Dataset content |
┌────────
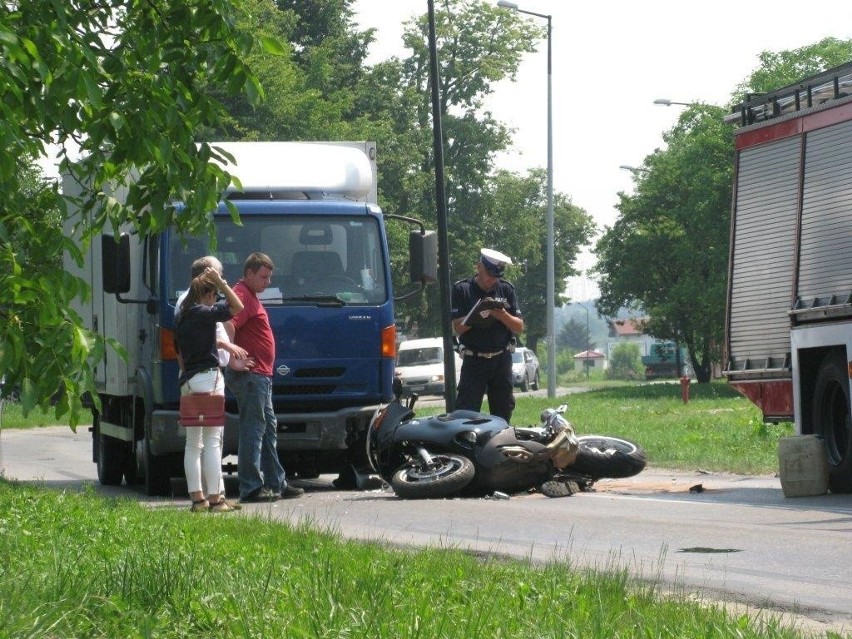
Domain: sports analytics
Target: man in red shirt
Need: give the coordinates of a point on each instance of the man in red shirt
(260, 472)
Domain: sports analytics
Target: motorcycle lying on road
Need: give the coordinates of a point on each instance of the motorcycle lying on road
(466, 453)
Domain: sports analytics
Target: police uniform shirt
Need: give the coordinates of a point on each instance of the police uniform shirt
(495, 336)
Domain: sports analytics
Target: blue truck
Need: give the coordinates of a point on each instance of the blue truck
(312, 208)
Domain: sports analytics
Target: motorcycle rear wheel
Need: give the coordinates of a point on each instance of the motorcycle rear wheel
(449, 475)
(602, 456)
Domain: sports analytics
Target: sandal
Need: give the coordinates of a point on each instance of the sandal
(221, 506)
(199, 506)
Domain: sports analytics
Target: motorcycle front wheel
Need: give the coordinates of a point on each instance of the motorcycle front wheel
(446, 477)
(601, 456)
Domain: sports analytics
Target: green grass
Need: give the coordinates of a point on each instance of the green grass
(12, 416)
(77, 565)
(717, 430)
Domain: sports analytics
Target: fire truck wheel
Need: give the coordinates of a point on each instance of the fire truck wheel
(831, 419)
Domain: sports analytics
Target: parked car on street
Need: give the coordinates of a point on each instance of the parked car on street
(420, 366)
(526, 371)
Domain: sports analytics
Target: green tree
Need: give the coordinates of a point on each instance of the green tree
(782, 68)
(668, 250)
(478, 45)
(575, 336)
(118, 81)
(523, 235)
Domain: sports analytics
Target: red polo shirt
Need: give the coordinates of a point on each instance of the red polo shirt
(252, 330)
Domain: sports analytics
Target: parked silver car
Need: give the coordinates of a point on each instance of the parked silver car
(526, 371)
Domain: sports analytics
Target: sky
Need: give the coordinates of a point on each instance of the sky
(611, 60)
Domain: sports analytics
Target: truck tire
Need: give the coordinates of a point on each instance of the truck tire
(832, 420)
(156, 470)
(111, 457)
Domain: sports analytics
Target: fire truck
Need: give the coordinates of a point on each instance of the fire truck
(789, 307)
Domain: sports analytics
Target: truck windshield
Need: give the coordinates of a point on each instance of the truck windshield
(337, 259)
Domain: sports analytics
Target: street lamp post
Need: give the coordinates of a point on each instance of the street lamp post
(551, 260)
(588, 344)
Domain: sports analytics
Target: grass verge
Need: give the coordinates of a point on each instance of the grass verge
(77, 565)
(717, 430)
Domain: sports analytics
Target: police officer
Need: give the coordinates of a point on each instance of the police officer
(486, 318)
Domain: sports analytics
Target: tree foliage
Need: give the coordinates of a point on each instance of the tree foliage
(668, 250)
(514, 217)
(120, 83)
(575, 336)
(782, 68)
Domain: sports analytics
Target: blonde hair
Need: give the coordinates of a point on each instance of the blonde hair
(198, 288)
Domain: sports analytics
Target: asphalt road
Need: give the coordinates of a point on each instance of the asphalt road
(739, 540)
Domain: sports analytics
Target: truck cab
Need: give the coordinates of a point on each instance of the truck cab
(310, 207)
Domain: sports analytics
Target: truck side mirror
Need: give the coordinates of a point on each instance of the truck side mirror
(423, 256)
(116, 263)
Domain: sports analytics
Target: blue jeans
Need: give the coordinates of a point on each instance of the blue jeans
(257, 456)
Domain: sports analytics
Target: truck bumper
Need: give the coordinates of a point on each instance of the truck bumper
└────────
Task objective | Pictures stay out; reproduce every line of the records exactly.

Exercise answer |
Domain: sports analytics
Target: man in red shirt
Need: give the coordinates of a point on each instance of the man in red shirt
(260, 472)
Domain: sports analytics
Target: motorcycle lying on road
Need: give the coordinates of a point on each instance of the motorcycle lying on road
(466, 453)
Domain: sports analytics
Target: police uniform shirt
Need: give the coordinates of a point on each instance of the police uniform shirt
(495, 336)
Domain: sports analytics
Target: blue truck
Need: give the coordinates of a point on each instance of the blue truck
(312, 208)
Domain: sports analytics
Target: motorcycle rear wheel
Need: give the coordinates of a point on each instance of the motorcycle rear wheel
(449, 475)
(602, 456)
Domain: sports analytics
Target: sandal
Need: give the coordinates of a point on each instance of the sandal
(221, 506)
(199, 506)
Domain: sports analytics
Target: motorcycle front wheel
Need: give the coordinates of a point on each instance of the motorcycle front wheel
(446, 477)
(601, 456)
Domain: sports analytics
Target: green grass
Need: give the coordinates of a point on each instance of the green grass
(12, 416)
(77, 565)
(717, 430)
Domain: sports analytics
Target: fire truck wheel
Need: give the coordinates of a point on each instance of the fire truck wheel
(831, 419)
Domain: sports analytics
Target: parked car on street
Need: give the coordinates of a point on each instance of the parked car on street
(420, 366)
(526, 371)
Domain: sports analytics
Target: green tree
Need: give the coordinates of a point on each instance of the green tree
(782, 68)
(668, 250)
(478, 45)
(575, 336)
(118, 81)
(523, 235)
Domain: sports analytics
Target: red polo shirt
Need: give the coordinates of a point on each instance of the red polo shirt
(252, 330)
Domain: sports analytics
Target: parked silver car
Need: give the coordinates of a point on each instance of the parked silver car
(526, 371)
Domain: sports analytics
Target: sky
Need: give the coordinates of a point on each instance of the sky
(611, 60)
Domain: sports analytics
Target: truck tire
Need: give the coordinates of a point on each instance of the truck tire
(832, 420)
(156, 470)
(111, 457)
Domain: sports analytics
Target: fire truck
Need: give the coordinates of a point on each instance of the fire truck
(789, 307)
Domain: sports analytics
Target: truck windshield
Need: give the coordinates of a point on each instance of the truck windshield
(337, 259)
Domain: sports analytics
Target: street lamp post
Need: give the coordinates of a point on each instance of the street lamp post
(551, 260)
(588, 344)
Domain: sports analytics
Target: grass verge
Need: give the coordinates of a point on each instance of the grass verge
(77, 565)
(717, 430)
Domain: sports analytics
Target: police officer
Need: give the coordinates of a point on each instance of the police officer
(486, 318)
Domain: sports analytics
Target: tree foliage
Need: give the coordinates of a point on each instance of the tree foliage
(668, 250)
(514, 217)
(120, 83)
(575, 336)
(782, 68)
Domain: sports analytics
Target: blonde hair
Need: give the coordinates of a point on each instance of the blonde hair
(198, 288)
Domain: sports analytics
Target: asphalt road
Need: give the coordinates of a point on each instance of the asphalt road
(739, 540)
Domain: sports analytics
Target: truck cab
Need: give the coordinates of a point on each instance of the truck cab
(310, 207)
Domain: sports analytics
Target: truck side mirror
Need: give the coordinates of a point on each instance of the truck side mirror
(423, 256)
(116, 263)
Domain: sports analytics
Target: blue jeans
Need: give the coordinates of a point on each instance of the blue jeans
(257, 456)
Domain: sports analytics
Target: truck bumper
Need: give the coordinates of a point on each instance of the truck bumper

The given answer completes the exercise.